▸ **Brief**
Rewrite the rows from the line containing "The robotic gripper needs to pick up the blue plastic" through the line containing "138,0,252,36", changing "gripper" to "claw" and keeping everything else the same.
= = = =
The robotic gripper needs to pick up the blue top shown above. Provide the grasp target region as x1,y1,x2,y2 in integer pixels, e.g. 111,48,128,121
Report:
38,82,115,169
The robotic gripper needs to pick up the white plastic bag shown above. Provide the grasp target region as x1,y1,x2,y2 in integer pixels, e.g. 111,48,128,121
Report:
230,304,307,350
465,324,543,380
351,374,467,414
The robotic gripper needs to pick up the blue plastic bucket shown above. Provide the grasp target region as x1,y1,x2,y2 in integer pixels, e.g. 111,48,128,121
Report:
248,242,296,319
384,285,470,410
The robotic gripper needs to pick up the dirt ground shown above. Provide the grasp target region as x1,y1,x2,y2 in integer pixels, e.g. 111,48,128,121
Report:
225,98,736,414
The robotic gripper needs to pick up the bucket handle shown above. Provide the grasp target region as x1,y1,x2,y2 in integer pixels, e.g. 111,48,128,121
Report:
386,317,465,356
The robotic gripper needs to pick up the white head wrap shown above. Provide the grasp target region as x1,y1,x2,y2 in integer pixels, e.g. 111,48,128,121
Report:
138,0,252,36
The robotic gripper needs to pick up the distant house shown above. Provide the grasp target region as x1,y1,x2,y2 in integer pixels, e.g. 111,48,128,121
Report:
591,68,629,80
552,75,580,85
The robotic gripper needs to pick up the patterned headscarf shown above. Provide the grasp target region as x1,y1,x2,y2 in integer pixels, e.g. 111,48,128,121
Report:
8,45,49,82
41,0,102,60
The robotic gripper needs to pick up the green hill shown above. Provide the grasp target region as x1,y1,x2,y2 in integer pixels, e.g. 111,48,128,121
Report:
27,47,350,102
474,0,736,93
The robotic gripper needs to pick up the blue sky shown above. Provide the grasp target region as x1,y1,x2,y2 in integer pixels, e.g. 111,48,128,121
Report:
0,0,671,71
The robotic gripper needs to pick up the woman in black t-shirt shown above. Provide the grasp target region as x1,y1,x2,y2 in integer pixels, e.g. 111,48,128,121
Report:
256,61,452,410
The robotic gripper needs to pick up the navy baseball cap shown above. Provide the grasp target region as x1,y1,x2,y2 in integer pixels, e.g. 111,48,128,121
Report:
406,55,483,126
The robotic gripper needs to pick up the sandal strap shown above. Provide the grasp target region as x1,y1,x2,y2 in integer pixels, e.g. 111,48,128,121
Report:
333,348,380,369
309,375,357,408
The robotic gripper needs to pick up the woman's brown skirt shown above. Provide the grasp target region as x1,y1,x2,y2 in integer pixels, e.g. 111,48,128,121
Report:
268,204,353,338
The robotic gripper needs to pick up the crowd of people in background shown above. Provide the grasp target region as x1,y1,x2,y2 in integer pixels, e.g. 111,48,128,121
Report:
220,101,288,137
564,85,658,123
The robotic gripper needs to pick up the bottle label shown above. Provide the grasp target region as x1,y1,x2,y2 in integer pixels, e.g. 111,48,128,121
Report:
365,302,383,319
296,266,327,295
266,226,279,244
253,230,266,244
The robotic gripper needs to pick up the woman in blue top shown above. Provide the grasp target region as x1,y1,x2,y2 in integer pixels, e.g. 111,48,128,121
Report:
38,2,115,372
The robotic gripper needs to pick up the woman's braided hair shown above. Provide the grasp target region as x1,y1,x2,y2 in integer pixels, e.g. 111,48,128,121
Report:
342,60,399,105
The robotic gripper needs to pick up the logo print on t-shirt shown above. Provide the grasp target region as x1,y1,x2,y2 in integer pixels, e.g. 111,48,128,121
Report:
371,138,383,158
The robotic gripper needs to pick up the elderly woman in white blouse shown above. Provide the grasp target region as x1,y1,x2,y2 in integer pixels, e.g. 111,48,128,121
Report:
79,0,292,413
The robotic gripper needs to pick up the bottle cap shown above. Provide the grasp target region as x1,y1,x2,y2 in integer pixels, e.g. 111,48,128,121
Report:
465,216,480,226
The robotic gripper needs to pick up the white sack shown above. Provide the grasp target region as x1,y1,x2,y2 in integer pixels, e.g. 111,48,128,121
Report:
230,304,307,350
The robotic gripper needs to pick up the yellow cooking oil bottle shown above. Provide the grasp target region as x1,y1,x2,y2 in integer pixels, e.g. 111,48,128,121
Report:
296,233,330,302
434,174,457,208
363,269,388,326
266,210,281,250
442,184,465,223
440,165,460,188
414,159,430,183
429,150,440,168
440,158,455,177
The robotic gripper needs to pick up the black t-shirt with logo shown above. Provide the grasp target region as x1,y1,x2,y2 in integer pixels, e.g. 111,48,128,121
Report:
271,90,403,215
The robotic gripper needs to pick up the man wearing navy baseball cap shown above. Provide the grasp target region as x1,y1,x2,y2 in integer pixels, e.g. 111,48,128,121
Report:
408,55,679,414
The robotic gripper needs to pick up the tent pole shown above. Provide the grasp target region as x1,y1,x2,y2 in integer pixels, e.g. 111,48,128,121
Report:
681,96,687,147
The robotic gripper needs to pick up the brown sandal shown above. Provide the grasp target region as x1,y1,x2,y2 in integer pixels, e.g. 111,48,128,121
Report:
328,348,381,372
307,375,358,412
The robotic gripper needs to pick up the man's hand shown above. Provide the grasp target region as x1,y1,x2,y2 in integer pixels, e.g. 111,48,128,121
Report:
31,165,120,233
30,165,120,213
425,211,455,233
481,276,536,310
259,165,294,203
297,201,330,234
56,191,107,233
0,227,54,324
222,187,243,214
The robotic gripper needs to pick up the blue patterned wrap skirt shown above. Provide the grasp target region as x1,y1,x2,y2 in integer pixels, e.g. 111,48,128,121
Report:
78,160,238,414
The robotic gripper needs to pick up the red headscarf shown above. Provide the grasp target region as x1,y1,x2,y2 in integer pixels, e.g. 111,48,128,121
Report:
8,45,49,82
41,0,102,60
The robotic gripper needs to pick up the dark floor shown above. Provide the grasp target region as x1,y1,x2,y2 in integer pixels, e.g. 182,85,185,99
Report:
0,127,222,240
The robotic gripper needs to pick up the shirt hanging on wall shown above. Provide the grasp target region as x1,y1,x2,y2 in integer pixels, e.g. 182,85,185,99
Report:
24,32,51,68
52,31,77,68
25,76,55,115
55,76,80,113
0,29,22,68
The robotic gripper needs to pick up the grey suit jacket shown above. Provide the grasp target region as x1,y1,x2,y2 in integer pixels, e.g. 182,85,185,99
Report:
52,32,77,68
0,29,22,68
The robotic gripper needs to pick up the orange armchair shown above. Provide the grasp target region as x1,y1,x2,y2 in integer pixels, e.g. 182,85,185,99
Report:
= = = =
▸ **Exercise response**
The robotic claw needs to pick up the blue plastic bucket shown above. Provide the grasp target region as x1,y1,x2,y2 in integer pixels, e.g. 111,48,128,121
Report:
248,242,296,319
384,285,470,410
The robotic claw needs to pick up the dirt ground shown above. Provide the grasp target region as x1,y1,x2,y2 in integer pixels, e.g. 111,48,128,121
Report:
225,98,736,414
The robotic claw needs to pick up the bucket handle shown above. Provide the grasp target region as x1,y1,x2,y2 in integer pixels, e.g. 111,48,128,121
Report:
386,317,465,356
The robotic claw needs to pick up the white head wrap shown above. Provide the grasp target region as x1,y1,x2,y2 in integer pixels, e.g. 111,48,128,121
Report:
138,0,252,36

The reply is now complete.